(Supplied text)

Orthognathic surgery, more commonly known as corrective jaw surgery, is a group of procedures conducted by oral and maxillofacial surgeons to correct abnormalities in the jaws and facial bones caused by injury, genetics, or disease. Corrective jaw surgery is done most commonly to correct problems with the growth of the facial bones. While there are many different types of orthognathic surgery, most procedures allow the surgeon to reposition the bones of the face and jaws to create ideal facial proportion and function.

Corrective jaw surgery is a common treatment for a number of mouth and facial health issues, including bite problems, TMJ disorders, breathing disorders, sleep apnea, and trauma.

Only you and your doctor can decide if you need orthognathic surgery. At Alpine Oral and Facial Surgery, we will closely and carefully evaluate your facial profile, your bite, your medical history, and your desired outcome. In some cases, we may begin your treatment with a less invasive solution, while in other cases it may be apparent that jaw surgery will be the best way to alleviate or solve your health condition.

Before your procedure, we will work with you and your insurance company to determine whether or not your surgery is covered by insurance and what percentage of the costs will be paid by your policy.

We treat many patients who have no insurance coverage for these procedures and we have all-inclusive cash fees to help these individuals plan and avoid surprises. We also offer several different financing options to help you achieve your desired outcome. Every case is unique. Contact us today to discuss your situation and we will help you create a pathway to achieve your goal.

(End Supplied text)
(Material shown)

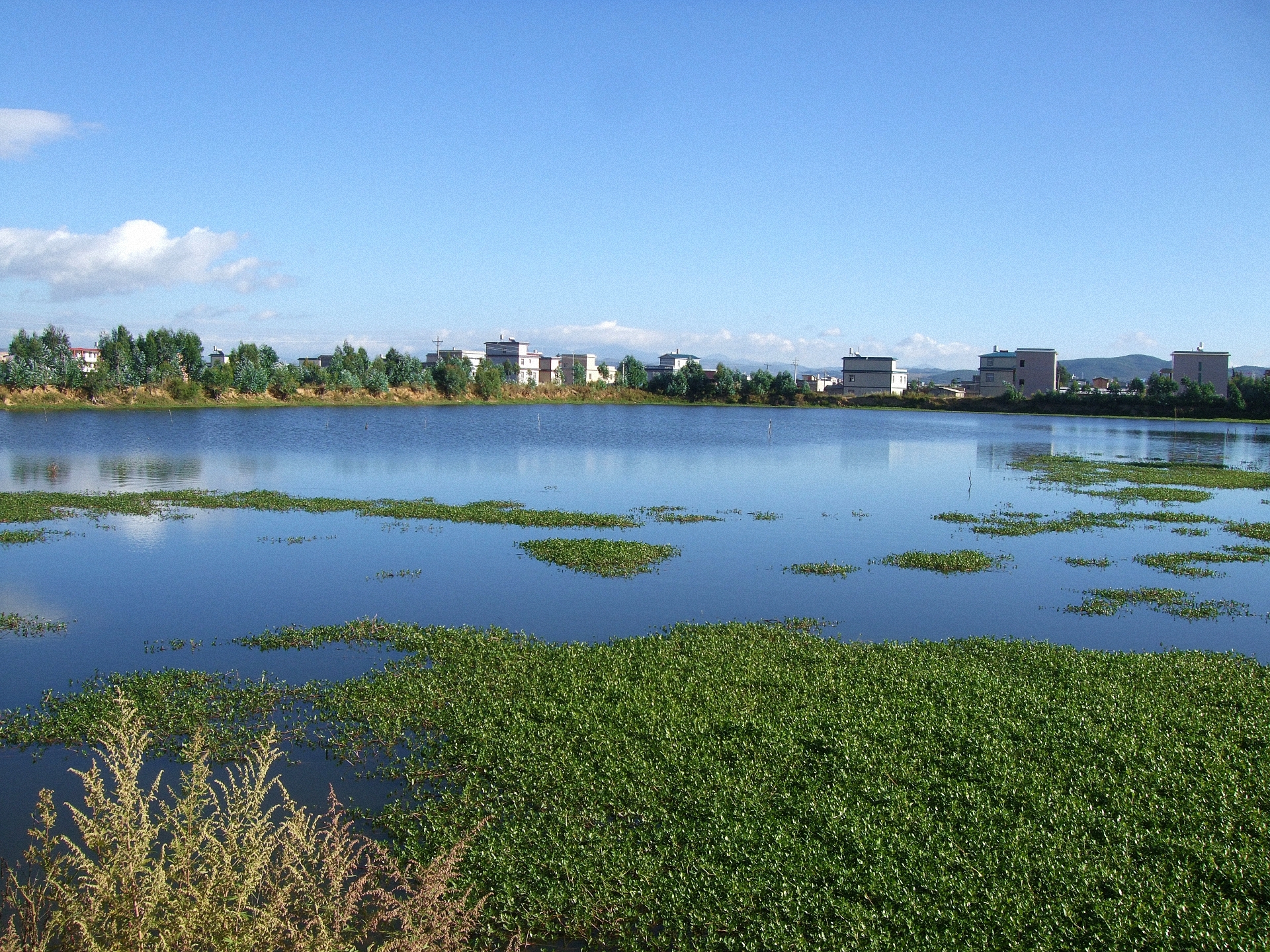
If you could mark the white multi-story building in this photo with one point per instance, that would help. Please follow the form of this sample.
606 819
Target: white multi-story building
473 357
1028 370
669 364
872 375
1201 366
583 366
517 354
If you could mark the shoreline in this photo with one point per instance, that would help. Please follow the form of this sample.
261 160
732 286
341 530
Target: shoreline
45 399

(End Material shown)
(Material shown)

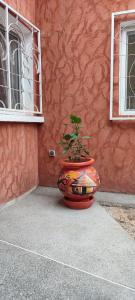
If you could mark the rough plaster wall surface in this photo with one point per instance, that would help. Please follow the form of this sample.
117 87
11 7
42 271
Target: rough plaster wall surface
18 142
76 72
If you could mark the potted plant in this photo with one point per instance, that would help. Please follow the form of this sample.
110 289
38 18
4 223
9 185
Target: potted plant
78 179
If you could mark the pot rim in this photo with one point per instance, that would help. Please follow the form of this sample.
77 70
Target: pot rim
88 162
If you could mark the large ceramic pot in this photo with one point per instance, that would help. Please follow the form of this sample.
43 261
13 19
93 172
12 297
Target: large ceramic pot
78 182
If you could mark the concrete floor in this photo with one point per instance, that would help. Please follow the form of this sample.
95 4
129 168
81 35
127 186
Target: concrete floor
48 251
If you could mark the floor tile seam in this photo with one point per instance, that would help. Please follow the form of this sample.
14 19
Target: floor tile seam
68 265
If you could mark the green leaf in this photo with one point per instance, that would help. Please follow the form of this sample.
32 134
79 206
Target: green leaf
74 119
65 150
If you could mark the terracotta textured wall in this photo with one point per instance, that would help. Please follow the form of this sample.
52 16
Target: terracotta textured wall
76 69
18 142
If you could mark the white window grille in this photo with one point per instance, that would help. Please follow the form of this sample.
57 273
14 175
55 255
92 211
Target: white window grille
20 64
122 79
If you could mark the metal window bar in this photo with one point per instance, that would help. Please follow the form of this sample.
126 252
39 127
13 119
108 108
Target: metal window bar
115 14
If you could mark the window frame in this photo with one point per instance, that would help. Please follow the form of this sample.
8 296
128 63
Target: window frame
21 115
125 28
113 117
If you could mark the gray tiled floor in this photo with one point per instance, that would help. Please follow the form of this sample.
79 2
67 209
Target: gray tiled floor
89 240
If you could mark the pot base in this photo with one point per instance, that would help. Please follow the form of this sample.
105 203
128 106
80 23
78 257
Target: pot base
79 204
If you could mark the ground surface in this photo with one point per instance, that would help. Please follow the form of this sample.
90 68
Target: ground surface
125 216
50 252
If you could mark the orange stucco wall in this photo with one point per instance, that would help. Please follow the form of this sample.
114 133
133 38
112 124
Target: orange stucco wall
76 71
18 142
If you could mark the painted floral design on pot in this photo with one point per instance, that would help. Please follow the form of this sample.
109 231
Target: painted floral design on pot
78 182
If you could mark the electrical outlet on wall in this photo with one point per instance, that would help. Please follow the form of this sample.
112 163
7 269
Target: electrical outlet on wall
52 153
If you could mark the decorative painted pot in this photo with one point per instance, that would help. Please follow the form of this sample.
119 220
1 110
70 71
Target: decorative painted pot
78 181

(End Material shown)
(Material shown)

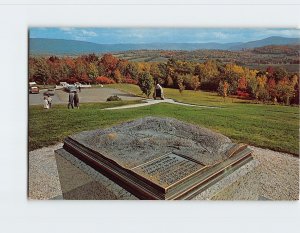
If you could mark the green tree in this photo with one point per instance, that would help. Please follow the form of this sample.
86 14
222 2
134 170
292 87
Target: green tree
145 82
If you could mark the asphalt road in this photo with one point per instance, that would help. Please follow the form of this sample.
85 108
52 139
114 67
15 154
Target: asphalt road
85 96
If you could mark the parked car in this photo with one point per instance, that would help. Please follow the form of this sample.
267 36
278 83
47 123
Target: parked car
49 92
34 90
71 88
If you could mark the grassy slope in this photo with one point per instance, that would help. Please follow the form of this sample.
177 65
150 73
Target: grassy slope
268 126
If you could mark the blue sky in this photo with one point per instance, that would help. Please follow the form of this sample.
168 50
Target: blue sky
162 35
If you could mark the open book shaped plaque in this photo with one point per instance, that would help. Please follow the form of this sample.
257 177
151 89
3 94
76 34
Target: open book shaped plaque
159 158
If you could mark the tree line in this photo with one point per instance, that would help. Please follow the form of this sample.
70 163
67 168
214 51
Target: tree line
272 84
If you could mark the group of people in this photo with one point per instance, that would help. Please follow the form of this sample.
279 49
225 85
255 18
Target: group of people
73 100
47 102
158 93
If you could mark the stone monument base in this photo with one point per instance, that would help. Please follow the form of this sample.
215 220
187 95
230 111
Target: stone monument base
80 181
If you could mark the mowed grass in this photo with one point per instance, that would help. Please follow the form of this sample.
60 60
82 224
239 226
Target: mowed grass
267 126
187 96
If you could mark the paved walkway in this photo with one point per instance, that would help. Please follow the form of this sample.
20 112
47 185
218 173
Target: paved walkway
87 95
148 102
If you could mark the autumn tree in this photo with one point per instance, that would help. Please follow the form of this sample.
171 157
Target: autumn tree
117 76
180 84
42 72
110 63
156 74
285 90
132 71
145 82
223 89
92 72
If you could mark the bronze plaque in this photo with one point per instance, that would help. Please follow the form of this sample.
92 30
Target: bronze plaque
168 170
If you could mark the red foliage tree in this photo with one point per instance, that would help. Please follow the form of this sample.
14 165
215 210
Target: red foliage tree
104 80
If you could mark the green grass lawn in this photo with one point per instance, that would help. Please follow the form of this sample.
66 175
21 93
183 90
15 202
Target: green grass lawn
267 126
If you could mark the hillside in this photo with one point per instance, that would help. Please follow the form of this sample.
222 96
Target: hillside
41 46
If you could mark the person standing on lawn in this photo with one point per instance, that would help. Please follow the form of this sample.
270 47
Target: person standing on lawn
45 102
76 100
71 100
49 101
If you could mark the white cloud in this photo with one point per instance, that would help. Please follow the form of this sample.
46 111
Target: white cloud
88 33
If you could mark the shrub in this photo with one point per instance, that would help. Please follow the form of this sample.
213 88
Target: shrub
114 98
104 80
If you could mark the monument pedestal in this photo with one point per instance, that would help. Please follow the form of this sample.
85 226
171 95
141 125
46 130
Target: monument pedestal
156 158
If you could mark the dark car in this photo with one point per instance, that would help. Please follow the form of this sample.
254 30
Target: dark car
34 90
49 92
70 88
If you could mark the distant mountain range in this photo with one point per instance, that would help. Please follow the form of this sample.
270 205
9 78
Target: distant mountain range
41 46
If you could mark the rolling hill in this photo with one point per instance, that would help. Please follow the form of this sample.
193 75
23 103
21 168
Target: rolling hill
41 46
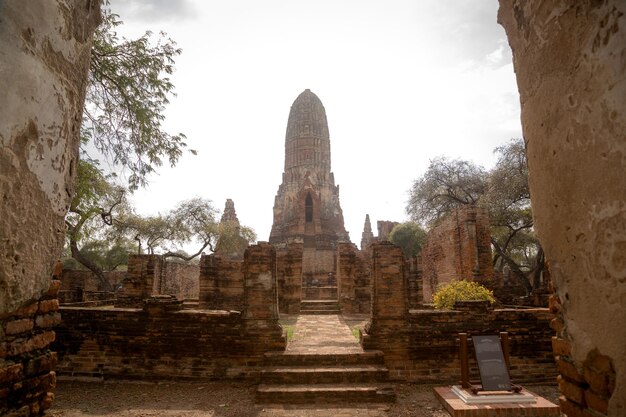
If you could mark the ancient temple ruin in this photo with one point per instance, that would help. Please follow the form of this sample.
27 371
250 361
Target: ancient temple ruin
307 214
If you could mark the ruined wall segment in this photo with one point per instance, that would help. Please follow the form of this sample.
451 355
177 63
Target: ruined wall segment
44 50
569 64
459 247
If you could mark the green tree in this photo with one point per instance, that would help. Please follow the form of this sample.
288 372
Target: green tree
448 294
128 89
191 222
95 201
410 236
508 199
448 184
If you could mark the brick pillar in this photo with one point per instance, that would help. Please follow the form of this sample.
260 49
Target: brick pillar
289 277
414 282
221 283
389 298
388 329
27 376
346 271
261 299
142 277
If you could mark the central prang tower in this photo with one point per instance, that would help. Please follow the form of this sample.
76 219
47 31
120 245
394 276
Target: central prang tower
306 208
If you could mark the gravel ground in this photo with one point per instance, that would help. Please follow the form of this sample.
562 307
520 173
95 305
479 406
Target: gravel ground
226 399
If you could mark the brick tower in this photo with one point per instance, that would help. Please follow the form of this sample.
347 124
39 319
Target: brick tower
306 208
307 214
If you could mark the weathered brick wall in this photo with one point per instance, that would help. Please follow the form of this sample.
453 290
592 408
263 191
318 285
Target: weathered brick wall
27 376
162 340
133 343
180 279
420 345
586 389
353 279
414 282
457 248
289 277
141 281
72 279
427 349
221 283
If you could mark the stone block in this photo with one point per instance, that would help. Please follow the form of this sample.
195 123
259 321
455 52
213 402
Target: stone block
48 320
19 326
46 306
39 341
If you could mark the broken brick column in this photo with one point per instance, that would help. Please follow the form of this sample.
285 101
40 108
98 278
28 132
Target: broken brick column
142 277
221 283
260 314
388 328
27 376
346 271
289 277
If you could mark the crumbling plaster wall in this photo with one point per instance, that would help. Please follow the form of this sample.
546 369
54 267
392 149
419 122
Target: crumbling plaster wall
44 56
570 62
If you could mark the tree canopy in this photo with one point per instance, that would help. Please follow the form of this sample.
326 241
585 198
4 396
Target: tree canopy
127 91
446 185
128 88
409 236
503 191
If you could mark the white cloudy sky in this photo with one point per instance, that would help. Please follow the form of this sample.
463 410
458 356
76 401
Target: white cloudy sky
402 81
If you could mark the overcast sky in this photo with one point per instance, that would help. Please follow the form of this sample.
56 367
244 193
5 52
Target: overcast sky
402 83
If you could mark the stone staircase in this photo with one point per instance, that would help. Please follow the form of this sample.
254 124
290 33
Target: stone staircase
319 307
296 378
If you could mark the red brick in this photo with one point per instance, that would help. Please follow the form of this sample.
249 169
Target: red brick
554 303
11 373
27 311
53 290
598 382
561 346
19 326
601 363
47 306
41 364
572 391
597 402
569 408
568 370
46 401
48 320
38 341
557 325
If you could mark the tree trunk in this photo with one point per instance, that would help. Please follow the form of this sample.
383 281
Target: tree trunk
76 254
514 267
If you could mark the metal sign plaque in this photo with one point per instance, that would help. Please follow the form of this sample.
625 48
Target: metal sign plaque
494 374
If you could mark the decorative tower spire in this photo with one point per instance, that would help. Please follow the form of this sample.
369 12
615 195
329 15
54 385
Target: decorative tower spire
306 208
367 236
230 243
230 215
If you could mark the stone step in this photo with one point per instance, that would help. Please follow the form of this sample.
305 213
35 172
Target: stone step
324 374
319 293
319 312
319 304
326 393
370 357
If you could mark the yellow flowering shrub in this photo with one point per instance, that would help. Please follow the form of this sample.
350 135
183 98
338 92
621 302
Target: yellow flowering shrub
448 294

(End Material shown)

What the task requires: Please continue the text about corrective jaw surgery, starting right after its last sentence.

Output for this exercise:
All surgery has some associated risk. The more common unanticipated problems seen with corrective jaw surgery include infection, bleeding, or the need for further surgery to improve or adjust a result. Patients will frequently have a sensation of numbness or tingling in various areas of the face and mouth after surgery. This usually returns to normal as the swelling resolves, but occasionally patients will experience permanent changes in sensation.

This type of surgery always changes the shape and proportions of the patient’s face, most notably the profile of the nose, lips and chin. We plan the surgery to idealize these proportions.

Due to modern advancements in orthognathic surgery, patients will almost never need to have their jaws wired shut for any length of time after surgery. Instead, small plates and screws are used to keep your jaw in place after surgery.

Your recovery from jaw surgery depends on the type of jaw surgery you have, your medical history, and your age. Most patients need a one- to two-week recovery period and may need longer than that before feeling completely normal. Most of the swelling from surgery in gone in ten to fourteen days, though it usually takes six weeks until swelling goes down completely. Complete healing of your jaw bones may not occur for up to six months, and during this time, patients may need to follow a slightly modified diet.

Both before and after your surgery, we will discuss your recovery process in detail. During these discussions, we encourage any and all questions you might have.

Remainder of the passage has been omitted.